▸ **TASK GOAL**:
Every record must be restated exactly. Drop the images.

[Dataset records]
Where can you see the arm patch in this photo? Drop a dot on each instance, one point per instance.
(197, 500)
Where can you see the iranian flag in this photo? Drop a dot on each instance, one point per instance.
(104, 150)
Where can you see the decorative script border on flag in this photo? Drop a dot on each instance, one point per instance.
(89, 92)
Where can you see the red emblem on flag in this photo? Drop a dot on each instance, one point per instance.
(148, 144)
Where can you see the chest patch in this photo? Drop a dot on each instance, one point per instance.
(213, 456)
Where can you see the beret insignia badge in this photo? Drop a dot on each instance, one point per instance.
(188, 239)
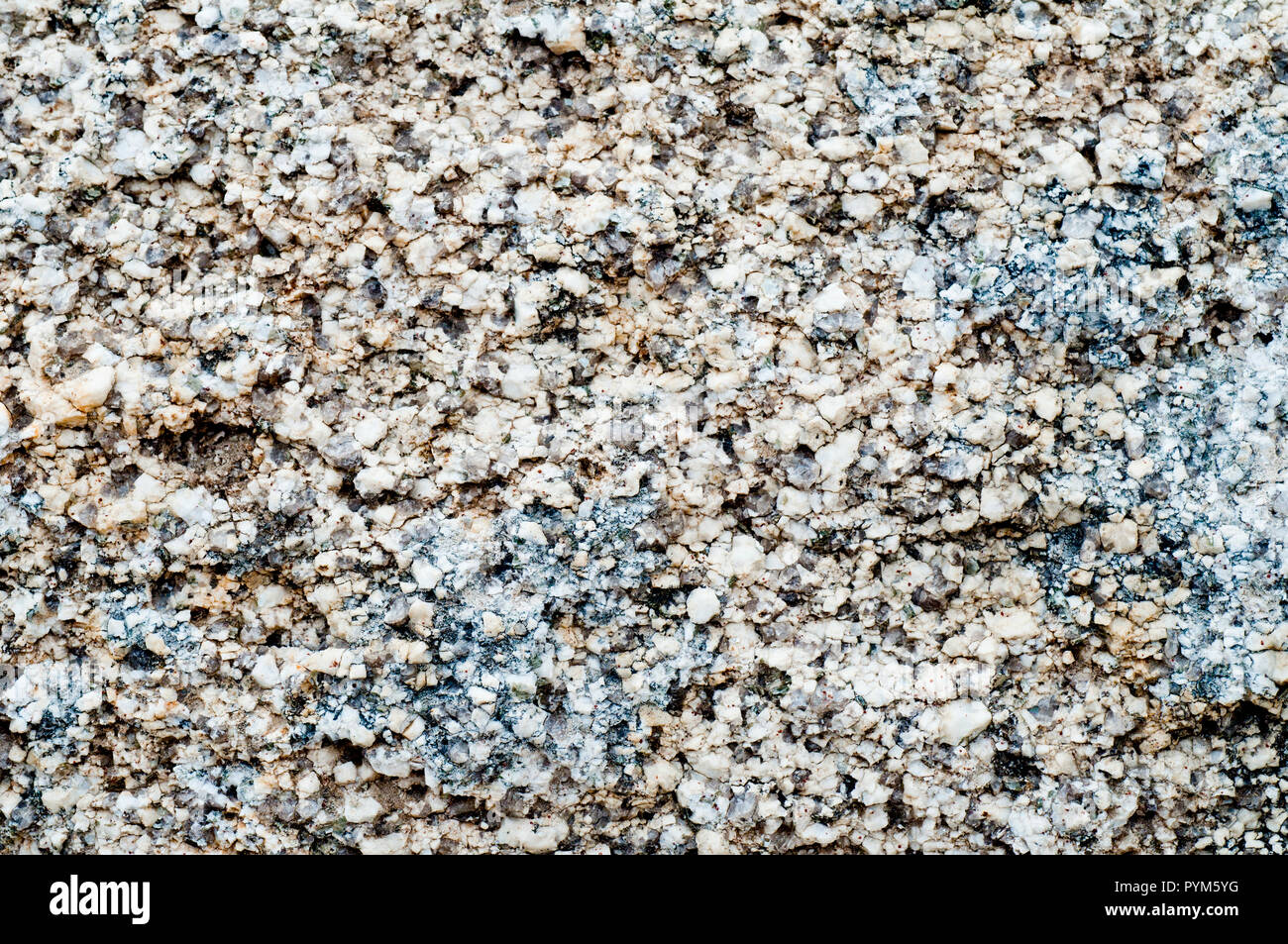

▸ **ANSWER SECTION**:
Where can you see the arm patch in this photo? Drop a dot on each instance, one point per instance.
(197, 500)
Where can you see the iranian flag in this photo? Drop a dot on each instance, one point per instance.
(104, 150)
Where can you see the decorative script border on flag in this photo? Drop a dot on each instance, one point per instance.
(89, 92)
Where can you see the red emblem on flag in this photo? Drop a dot on each instance, one point per instance.
(148, 144)
Where can you see the chest patch in this photo? Drop a dot on each instance, one point per instance.
(213, 456)
Where can you see the beret insignia badge in this photo? Drop a dot on each instance, one point per instance.
(188, 239)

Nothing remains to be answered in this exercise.